▶ [EXERCISE BRIEF]
Arrange every line of the rows below as a Markdown table with the columns Index and Content, numbering the lines in order and omitting blank lines. Leave the pictures out of the table.

** START RECORDS FOR PROCESSING **

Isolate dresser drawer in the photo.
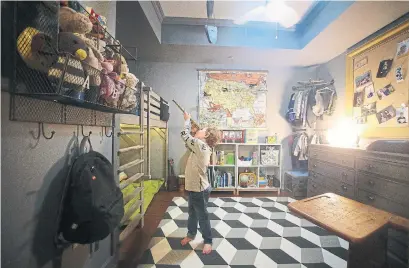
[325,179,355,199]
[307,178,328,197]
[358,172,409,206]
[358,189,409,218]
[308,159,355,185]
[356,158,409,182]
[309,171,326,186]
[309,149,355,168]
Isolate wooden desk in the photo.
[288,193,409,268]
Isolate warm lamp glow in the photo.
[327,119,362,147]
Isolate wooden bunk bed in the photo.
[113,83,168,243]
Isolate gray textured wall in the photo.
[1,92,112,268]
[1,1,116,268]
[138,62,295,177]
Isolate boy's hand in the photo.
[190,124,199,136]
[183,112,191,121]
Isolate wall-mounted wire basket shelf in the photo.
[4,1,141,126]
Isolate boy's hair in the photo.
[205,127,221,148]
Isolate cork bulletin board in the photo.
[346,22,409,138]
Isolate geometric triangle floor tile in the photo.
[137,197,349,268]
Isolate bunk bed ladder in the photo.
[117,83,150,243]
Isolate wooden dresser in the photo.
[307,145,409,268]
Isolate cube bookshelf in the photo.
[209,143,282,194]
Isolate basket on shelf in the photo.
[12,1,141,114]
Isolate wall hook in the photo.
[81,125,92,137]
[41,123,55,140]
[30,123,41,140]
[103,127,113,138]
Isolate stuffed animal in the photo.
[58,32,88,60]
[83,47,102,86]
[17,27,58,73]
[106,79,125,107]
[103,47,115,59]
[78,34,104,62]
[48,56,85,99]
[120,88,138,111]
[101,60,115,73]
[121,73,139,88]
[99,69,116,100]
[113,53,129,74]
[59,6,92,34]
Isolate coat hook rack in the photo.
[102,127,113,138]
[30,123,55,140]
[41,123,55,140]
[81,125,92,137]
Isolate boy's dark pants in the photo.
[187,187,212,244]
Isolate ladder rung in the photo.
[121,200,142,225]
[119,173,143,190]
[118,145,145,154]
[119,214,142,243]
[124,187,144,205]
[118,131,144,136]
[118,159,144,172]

** END RECORDS FOR PROCESSING **

▶ [RESULT]
| Index | Content |
|---|---|
| 1 | Isolate dresser drawer in the photo. |
| 2 | [325,179,355,199] |
| 3 | [307,178,328,197] |
| 4 | [358,172,409,206] |
| 5 | [358,189,409,218] |
| 6 | [308,159,355,185] |
| 7 | [356,158,409,182] |
| 8 | [309,171,326,186] |
| 9 | [309,149,355,168] |
| 10 | Isolate wooden desk in the photo. |
| 11 | [288,193,409,268] |
| 12 | Isolate warm lamp glow in the photo. |
| 13 | [327,119,362,147] |
| 14 | Isolate wooden bunk bed in the photo. |
| 15 | [113,83,168,243] |
| 16 | Isolate gray textured wall in the photo. |
| 17 | [1,92,112,268] |
| 18 | [1,1,116,268] |
| 19 | [138,62,295,177] |
| 20 | Isolate boy's hand in the photo. |
| 21 | [190,124,199,136] |
| 22 | [183,112,191,121] |
| 23 | Isolate wall-mounted wire basket shelf in the photo. |
| 24 | [4,1,141,126] |
| 25 | Isolate boy's hair in the photo. |
| 26 | [205,127,221,148] |
| 27 | Isolate cork bulletin board in the photo. |
| 28 | [346,22,409,138] |
| 29 | Isolate geometric triangle floor tile in the photo. |
| 30 | [137,197,349,268] |
| 31 | Isolate bunk bed ladder in the photo. |
| 32 | [117,83,150,243] |
| 33 | Isolate wooden dresser in the photo. |
| 34 | [307,145,409,268] |
| 35 | Isolate cube bookshelf in the photo. |
| 36 | [209,143,282,194] |
| 37 | Isolate basket on shelf in the photo. |
| 38 | [12,1,141,114] |
| 39 | Isolate wall hook in the photo. |
| 40 | [81,125,92,137] |
| 41 | [41,123,55,140] |
| 42 | [30,123,41,140] |
| 43 | [103,127,113,138] |
| 44 | Isolate stuffed animal in the photo. |
| 45 | [58,32,88,60] |
| 46 | [83,47,102,86] |
| 47 | [17,27,58,73] |
| 48 | [106,79,125,107] |
| 49 | [103,47,115,59] |
| 50 | [78,34,104,62] |
| 51 | [48,56,85,99] |
| 52 | [120,88,138,111] |
| 53 | [101,60,115,73] |
| 54 | [121,73,139,88] |
| 55 | [99,69,116,100] |
| 56 | [113,53,129,74] |
| 57 | [59,6,92,34] |
| 58 | Isolate coat hook rack in the photo. |
| 59 | [102,127,113,138] |
| 60 | [30,123,55,140] |
| 61 | [41,123,55,140] |
| 62 | [81,125,92,137] |
| 63 | Isolate boy's dark pants in the photo. |
| 64 | [187,187,212,244] |
| 65 | Isolate ladder rung in the photo. |
| 66 | [121,200,142,225] |
| 67 | [119,173,143,190] |
| 68 | [118,145,145,154] |
| 69 | [119,214,142,243] |
| 70 | [124,187,144,205] |
| 71 | [118,131,144,136] |
| 72 | [118,159,144,172] |